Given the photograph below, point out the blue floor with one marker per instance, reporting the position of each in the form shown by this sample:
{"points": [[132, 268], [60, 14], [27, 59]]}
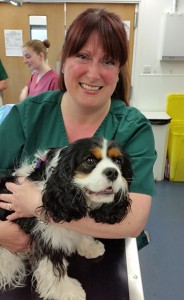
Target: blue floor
{"points": [[162, 261]]}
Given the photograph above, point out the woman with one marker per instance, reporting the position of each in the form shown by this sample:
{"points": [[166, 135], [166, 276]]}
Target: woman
{"points": [[92, 101], [44, 78], [3, 78], [3, 81]]}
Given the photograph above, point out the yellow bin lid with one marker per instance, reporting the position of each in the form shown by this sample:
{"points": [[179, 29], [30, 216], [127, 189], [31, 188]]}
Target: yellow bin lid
{"points": [[175, 106]]}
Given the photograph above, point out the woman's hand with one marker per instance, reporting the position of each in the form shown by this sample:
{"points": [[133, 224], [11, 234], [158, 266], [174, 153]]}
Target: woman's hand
{"points": [[24, 200], [13, 238]]}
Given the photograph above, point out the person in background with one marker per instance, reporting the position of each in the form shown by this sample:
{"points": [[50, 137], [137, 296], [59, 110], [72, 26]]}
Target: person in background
{"points": [[92, 101], [43, 78], [3, 80]]}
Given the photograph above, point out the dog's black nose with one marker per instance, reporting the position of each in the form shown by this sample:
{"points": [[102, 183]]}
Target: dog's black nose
{"points": [[111, 173]]}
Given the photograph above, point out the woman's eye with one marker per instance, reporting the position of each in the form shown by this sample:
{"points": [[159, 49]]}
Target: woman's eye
{"points": [[82, 56], [108, 62]]}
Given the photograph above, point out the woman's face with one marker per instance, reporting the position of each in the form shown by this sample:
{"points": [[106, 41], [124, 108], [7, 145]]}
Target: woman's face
{"points": [[31, 58], [90, 76]]}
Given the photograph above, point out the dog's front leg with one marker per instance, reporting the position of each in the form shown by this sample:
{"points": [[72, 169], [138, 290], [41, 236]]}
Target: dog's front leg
{"points": [[12, 269], [90, 248], [53, 286]]}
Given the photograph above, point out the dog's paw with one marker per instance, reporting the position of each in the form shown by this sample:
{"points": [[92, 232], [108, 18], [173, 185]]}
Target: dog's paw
{"points": [[90, 248]]}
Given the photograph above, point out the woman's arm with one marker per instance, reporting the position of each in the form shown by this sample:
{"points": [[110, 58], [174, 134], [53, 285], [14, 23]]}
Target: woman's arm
{"points": [[27, 206], [3, 85], [24, 93]]}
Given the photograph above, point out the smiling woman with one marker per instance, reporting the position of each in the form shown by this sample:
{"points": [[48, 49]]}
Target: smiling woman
{"points": [[91, 102]]}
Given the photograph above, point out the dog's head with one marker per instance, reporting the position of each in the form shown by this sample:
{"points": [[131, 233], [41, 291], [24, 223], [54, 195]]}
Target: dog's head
{"points": [[91, 176]]}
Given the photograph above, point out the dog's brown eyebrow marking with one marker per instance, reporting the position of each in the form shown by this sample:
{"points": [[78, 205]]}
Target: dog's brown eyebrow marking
{"points": [[113, 152], [97, 152]]}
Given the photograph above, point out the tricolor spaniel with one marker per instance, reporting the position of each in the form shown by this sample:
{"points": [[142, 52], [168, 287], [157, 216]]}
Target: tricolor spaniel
{"points": [[90, 177]]}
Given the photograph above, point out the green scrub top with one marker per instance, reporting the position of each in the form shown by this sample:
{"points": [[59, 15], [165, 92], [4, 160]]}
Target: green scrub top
{"points": [[37, 123]]}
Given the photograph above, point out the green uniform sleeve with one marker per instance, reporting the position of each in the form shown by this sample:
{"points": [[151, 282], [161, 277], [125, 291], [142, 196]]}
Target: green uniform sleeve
{"points": [[140, 145], [12, 139]]}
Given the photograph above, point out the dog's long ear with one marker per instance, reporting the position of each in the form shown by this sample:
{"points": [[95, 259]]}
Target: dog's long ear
{"points": [[113, 212], [62, 200], [127, 171]]}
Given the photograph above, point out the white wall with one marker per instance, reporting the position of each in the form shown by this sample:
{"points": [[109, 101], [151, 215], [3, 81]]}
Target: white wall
{"points": [[150, 91]]}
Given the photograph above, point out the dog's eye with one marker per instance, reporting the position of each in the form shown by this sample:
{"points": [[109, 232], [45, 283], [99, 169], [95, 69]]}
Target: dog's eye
{"points": [[91, 161], [117, 161]]}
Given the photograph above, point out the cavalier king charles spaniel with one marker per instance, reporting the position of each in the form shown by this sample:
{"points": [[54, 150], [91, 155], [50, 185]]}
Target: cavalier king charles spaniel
{"points": [[90, 177]]}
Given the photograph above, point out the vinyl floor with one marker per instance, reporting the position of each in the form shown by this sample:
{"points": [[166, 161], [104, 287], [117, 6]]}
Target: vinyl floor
{"points": [[162, 261]]}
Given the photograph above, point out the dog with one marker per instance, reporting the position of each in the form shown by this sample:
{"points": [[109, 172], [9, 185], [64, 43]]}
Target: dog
{"points": [[90, 177]]}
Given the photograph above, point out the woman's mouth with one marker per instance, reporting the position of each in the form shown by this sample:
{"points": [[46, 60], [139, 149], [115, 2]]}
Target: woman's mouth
{"points": [[89, 87]]}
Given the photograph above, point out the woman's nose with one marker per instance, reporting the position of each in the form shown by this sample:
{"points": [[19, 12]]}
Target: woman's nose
{"points": [[93, 72]]}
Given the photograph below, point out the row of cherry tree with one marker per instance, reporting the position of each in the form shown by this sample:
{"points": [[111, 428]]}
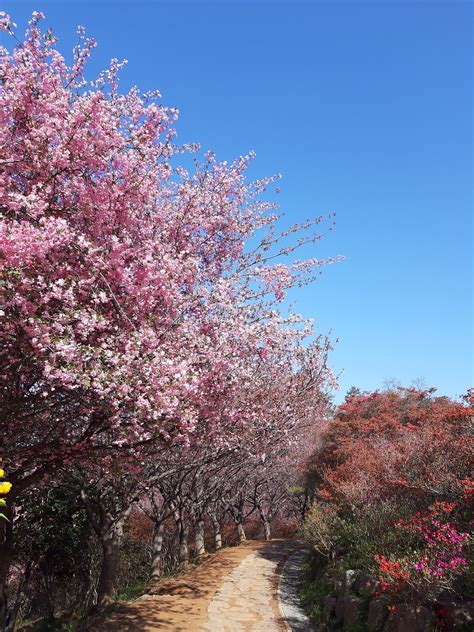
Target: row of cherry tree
{"points": [[144, 355]]}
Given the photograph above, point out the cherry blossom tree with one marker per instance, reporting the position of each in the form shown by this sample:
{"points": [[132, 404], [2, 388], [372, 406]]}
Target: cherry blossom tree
{"points": [[134, 312]]}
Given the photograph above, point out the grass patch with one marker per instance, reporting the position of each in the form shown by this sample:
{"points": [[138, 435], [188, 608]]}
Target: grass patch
{"points": [[312, 591], [132, 591]]}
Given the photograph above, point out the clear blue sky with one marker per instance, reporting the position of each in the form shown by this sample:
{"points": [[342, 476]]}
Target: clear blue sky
{"points": [[365, 108]]}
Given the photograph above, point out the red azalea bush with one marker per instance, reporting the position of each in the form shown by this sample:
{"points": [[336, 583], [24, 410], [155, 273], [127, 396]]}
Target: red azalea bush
{"points": [[437, 555], [393, 473]]}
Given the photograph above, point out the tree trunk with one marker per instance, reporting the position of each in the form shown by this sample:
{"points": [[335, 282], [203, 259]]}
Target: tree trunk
{"points": [[6, 557], [157, 547], [108, 572], [199, 545], [266, 524], [267, 531], [241, 532], [217, 531], [183, 529]]}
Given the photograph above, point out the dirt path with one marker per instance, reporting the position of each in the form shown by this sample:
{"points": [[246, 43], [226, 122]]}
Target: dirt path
{"points": [[233, 590]]}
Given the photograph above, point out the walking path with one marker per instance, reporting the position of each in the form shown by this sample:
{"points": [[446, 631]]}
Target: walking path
{"points": [[235, 590]]}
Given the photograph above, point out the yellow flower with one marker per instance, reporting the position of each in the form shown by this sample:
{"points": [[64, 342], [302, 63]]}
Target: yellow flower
{"points": [[5, 487]]}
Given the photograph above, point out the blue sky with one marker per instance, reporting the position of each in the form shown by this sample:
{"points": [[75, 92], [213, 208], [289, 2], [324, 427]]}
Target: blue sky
{"points": [[365, 108]]}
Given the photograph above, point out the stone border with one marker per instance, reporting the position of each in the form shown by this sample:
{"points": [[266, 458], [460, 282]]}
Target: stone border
{"points": [[293, 616]]}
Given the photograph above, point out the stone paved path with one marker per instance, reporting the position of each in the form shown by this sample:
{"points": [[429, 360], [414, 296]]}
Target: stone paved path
{"points": [[234, 590], [247, 601]]}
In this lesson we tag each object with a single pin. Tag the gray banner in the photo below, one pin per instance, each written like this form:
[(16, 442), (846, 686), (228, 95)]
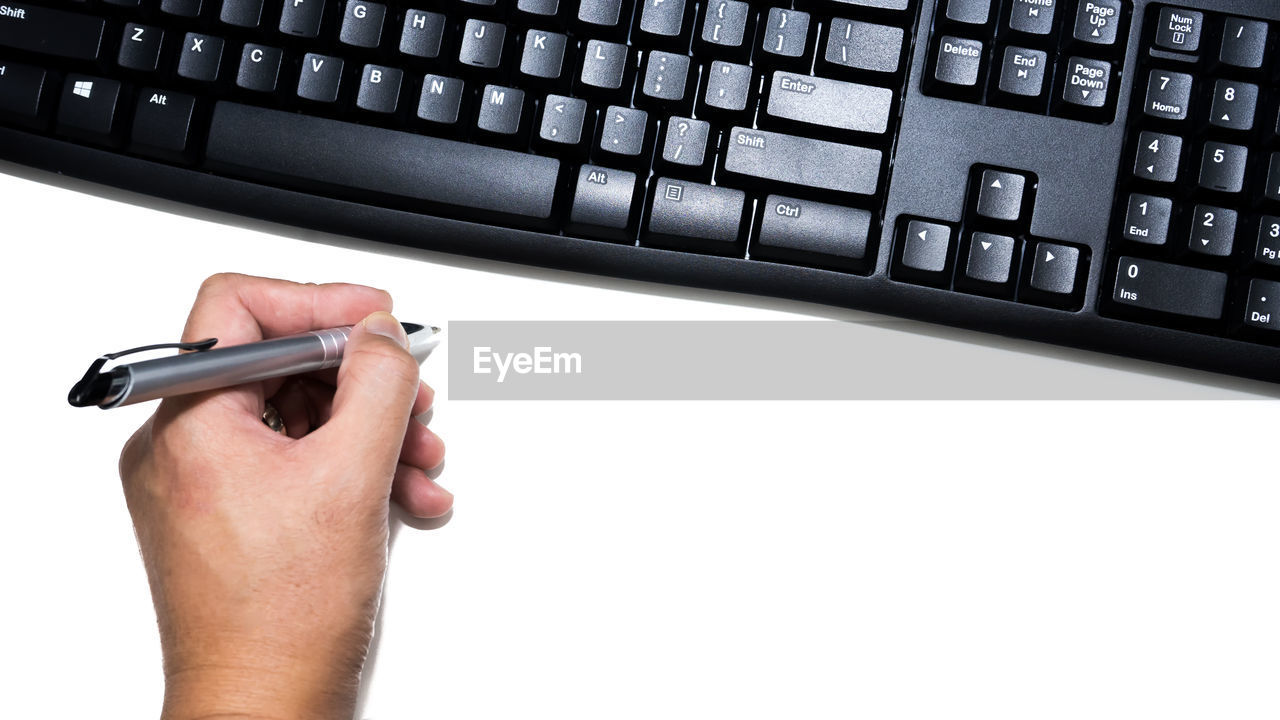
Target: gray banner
[(796, 360)]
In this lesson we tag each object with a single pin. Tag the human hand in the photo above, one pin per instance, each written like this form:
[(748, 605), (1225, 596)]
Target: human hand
[(265, 551)]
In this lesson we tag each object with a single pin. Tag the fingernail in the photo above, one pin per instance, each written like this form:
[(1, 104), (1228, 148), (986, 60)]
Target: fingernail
[(387, 326)]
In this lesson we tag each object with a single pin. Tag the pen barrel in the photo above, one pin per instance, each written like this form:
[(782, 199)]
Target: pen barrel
[(228, 367)]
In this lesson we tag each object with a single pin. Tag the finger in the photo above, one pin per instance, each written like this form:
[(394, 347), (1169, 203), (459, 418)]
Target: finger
[(421, 449), (419, 495), (238, 309), (376, 388), (424, 400)]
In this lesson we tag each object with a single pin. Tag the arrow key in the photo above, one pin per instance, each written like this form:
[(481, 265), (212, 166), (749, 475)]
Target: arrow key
[(926, 251), (991, 258), (1000, 195), (1054, 272)]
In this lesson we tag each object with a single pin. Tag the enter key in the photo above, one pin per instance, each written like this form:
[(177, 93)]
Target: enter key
[(830, 103)]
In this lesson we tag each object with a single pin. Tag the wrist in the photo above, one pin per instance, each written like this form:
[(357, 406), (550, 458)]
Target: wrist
[(260, 688)]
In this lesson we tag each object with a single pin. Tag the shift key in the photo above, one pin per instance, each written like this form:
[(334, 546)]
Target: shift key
[(50, 32), (803, 162)]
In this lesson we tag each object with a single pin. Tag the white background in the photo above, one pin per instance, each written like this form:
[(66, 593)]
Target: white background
[(891, 560)]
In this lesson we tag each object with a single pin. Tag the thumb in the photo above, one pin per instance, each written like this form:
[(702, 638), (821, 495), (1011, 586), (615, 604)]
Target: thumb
[(376, 387)]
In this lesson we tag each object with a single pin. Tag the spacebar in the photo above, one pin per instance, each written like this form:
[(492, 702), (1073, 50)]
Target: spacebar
[(362, 162)]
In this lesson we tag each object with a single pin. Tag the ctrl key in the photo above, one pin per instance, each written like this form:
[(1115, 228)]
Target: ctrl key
[(23, 92)]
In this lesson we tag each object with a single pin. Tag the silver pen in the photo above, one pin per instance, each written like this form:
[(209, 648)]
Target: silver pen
[(205, 368)]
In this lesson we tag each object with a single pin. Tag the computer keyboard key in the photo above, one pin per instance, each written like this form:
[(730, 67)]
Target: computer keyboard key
[(1055, 268), (666, 74), (362, 23), (991, 258), (481, 44), (423, 33), (728, 86), (241, 13), (1159, 156), (959, 62), (602, 203), (1033, 17), (379, 89), (161, 123), (440, 100), (182, 8), (786, 33), (140, 48), (803, 162), (662, 18), (1223, 167), (1164, 287), (810, 232), (1267, 250), (622, 131), (301, 18), (1262, 308), (544, 54), (50, 32), (970, 12), (725, 24), (23, 91), (864, 46), (1234, 105), (1087, 82), (1023, 72), (602, 13), (1179, 28), (1169, 95), (201, 57), (1244, 42), (1097, 22), (320, 78), (695, 217), (1147, 219), (1272, 190), (830, 103), (351, 160), (926, 247), (87, 108), (260, 68), (501, 109), (1000, 195), (542, 8), (563, 119), (604, 64), (1212, 231), (685, 142)]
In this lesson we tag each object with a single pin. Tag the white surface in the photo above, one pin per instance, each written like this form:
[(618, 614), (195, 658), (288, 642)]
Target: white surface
[(913, 560)]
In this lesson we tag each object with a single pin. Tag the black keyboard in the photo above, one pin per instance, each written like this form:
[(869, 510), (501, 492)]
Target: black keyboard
[(1096, 173)]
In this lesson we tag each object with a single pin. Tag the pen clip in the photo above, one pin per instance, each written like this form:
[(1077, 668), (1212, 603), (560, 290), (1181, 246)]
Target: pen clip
[(91, 386)]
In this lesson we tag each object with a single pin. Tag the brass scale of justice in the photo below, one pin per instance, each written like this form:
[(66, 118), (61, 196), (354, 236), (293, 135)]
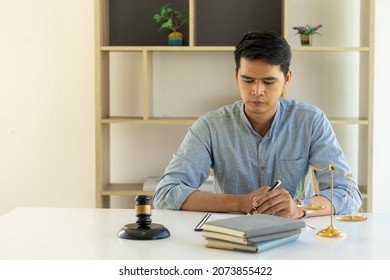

● **Directions for this task**
Above are the entries. Output exactly the lines beginning with the line that has "Target: gray banner" and ending with the line that has "[(481, 265), (212, 166), (749, 475)]".

● **Answer to the exercise**
Target: gray banner
[(796, 360)]
In this lesson we tag each object with a single pin. Tag the human hand in the photo above, one pin per instance, each written like this form:
[(748, 605), (1225, 596)]
Target: human hand
[(265, 551)]
In this lesson we tag each object with a single pin. Tag the fingernail in the photo above, one pin per instance, each written like this form:
[(1, 104), (1228, 148), (986, 60)]
Target: fingernail
[(387, 326)]
In this lesson we tag each object with a single pin. Tag the pen barrel in the photo above, one pin per instance, each written like this form:
[(782, 199)]
Target: pen barrel
[(228, 367)]
In this lesson we tag each object with a single pin. Tag the finger in the photo above, one pin per instance, each written like this form:
[(394, 347), (1169, 203), (459, 418)]
Target: finger
[(421, 449), (419, 495), (238, 309), (376, 388), (424, 400)]
In this lesson we tag each object with a single pin. Tag the arrow key in the photo above, one pin per instance, each written like this form:
[(481, 265), (212, 166), (749, 475)]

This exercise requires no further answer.